* [TASK REQUIREMENTS]:
When you copy the entries, keep every word exactly as it is and drop the images.

[Collected data entries]
.....

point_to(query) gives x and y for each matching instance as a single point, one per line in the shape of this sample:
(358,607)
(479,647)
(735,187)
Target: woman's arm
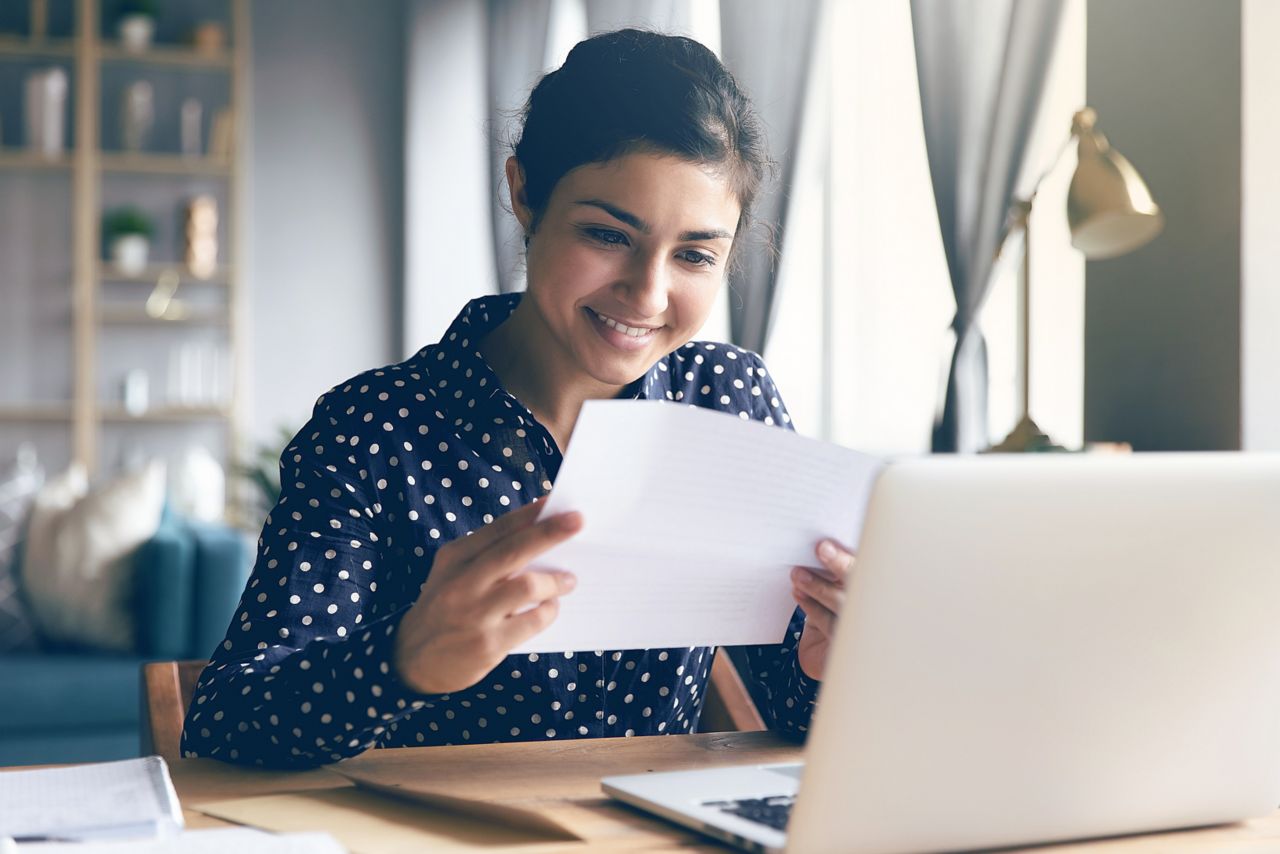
(304,676)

.....

* [ANSWER TO THIS TASK]:
point_to(query) gives x and y for each matching instance as a single point, one per line in the shape of this sample:
(358,607)
(479,647)
(735,187)
Target: woman's arm
(304,676)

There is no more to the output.